■ GOALS ■
(1) In the SQL subquery tutorial, how would this sentence read in Spanish: "The last approach to using a SQL subquery that we'll see in this article is using it to create a new, consolidated source from which you can extract data."
(2) Answer these questions from the SQL subquery tutorial:
(a) Which operator does the main query use to check customers against the subquery's list?
(b) What error message might appear if the subquery in the WHERE clause returned two columns?
(c) In the final output, how many customers does the employee with the last name Johnson have?
(3) Carry the SQL subquery tutorial forward from the point where it stops.

==== SUPPLIED PASSAGE ====

Now, in order to combine these two queries, the first one will be the main query, and the second one will be in the WHERE clause to filter the main query.

This is how it works:


SELECT employee_id,
       e.last_name,
       count(distinct customer_id) as number_of_customers
FROM employee e 
INNER JOIN customer c on e.employee_id = c.support_rep_id
WHERE customer_id in (
        SELECT
            c.customer_id
        FROM customer c
        INNER JOIN invoice i on c.customer_id = i.customer_id
        GROUP BY c.customer_id
        HAVING sum(i.total) > 100)
GROUP BY 1, 2
ORDER BY 3 DESC

This is the final output:

employee_id	last_name	number_of_customers
3	Peacock	3
4	Park	3
5	Johnson	1

Notice two important points:

We removed the total_purchased column when placing the query 2 in the WHERE clause of the main query. That's because we want this query to return only one column, which is the one the main query uses as a filter. Had we not done that, we would see an error message like this (depending on the version of SQL):

    sub-select returns 2 columns - expected 1

We used the IN operator. As the name says, we wanted to check which customers were IN the list of columns with over U$100 in purchases.

To use a math operator such as =, or <>, the subquery should return a number, not a column. That's not the case in this example, but we can easily adapt the code to work like that when necessary.

Subquery as a New Table

The last approach to using a SQL subquery that we'll see in this article is using it to create a new, consolidated source from which you can extract data.

We use this approach when the main query becomes too complex and we want to keep our code readable and organized — and also when we will use this new source of data repetitively for different purposes and we don't want to rewrite it over and over.

It usually looks like this:


SELECT
    column_1,
    column_2
FROM
    (SELECT 
        ...
    FROM table_1
    INNER JOIN table_2)

==== MATERIAL PROVIDED ====

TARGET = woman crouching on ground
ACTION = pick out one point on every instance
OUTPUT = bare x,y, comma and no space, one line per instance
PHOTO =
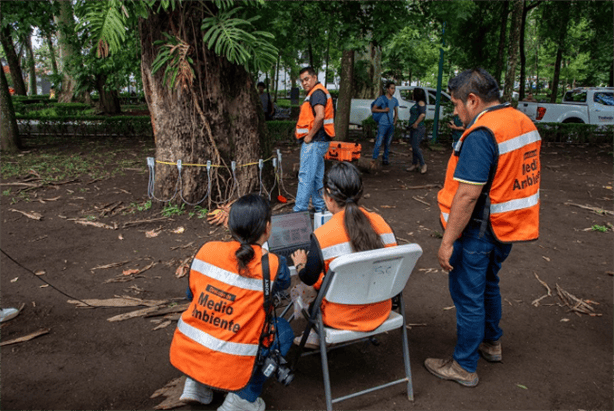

====

■ RESULTS FOR EACH TASK ■
(1) El último enfoque para usar una subconsulta de SQL que veremos en este artículo es usarla para crear una fuente nueva y consolidada de la cual puedes extraer datos.

(2)
(a) The IN operator.
(b) "sub-select returns 2 columns - expected 1"
(c) 1

(3)
WHERE column_1 > 100

As an example, this will be our subquery:


SELECT c.customer_id,
       c.last_name,
       c.country,
       c.state,
       count(i.customer_id) as number_of_purchases,
       round(sum(i.total), 2) as total_purchased,
       (SELECT 
            count(il.track_id) n_tracks
        FROM invoice_line il   
        INNER JOIN invoice i on i.invoice_id = il.invoice_id
        WHERE i.customer_id = c.customer_id
        ) as count_tracks
FROM customer c 
INNER JOIN invoice i on i.customer_id = c.customer_id
GROUP BY 1, 2, 3, 4
ORDER BY 6 DESC

Its result is this new table:

customer_id	last_name	country	state	number_of_purchases	total_purchased	count_tracks
5	Wichterlová	Czech Republic	None	18	144.54	146
6	Holý	Czech Republic	None	12	128.7	130
46	O'Reilly	Ireland	Dublin	13	114.84	116
58	Pareek	India	None	13	111.87	113
1	Gonçalves	Brazil	SP	13	108.9	110
13	Ramos	Brazil	DF	15	106.92	108
34	Fernandes	Portugal	None	13	102.96	104
3	Tremblay	Canada	QC	9	99.99	101
42	Girard	France	None	11	99.99	101
17	Smith	USA	WA	12	98.01	99
50	Muñoz	Spain	None	11	98.01	99
53	Hughes	United Kingdom	None	11	98.01	99
57	Rojas	Chile	None	13	97.02	98
20	Miller	USA	CA	12	95.04	96
37	Zimmermann	Germany	None	10	94.05	95
22	Leacock	USA	FL	12	92.07	93
21	Chase	USA	NV	11	91.08	92
30	Francis	Canada	ON	13	91.08	92
26	Cunningham	USA	TX	12	86.13	87
36	Schneider	Germany	None	11	85.14	86
27	Gray	USA	AZ	9	84.15	85
2	Köhler	Germany	None	11	82.17	83
12	Almeida	Brazil	RJ	11	82.17	83
35	Sampaio	Portugal	None	16	82.17	83
55	Taylor	Australia	NSW	10	81.18	82

In this new table, we have consolidated the ID, last name, country, state, number of purchases, the total amount of dollars spent, and number of tracks purchased for each customer in the database.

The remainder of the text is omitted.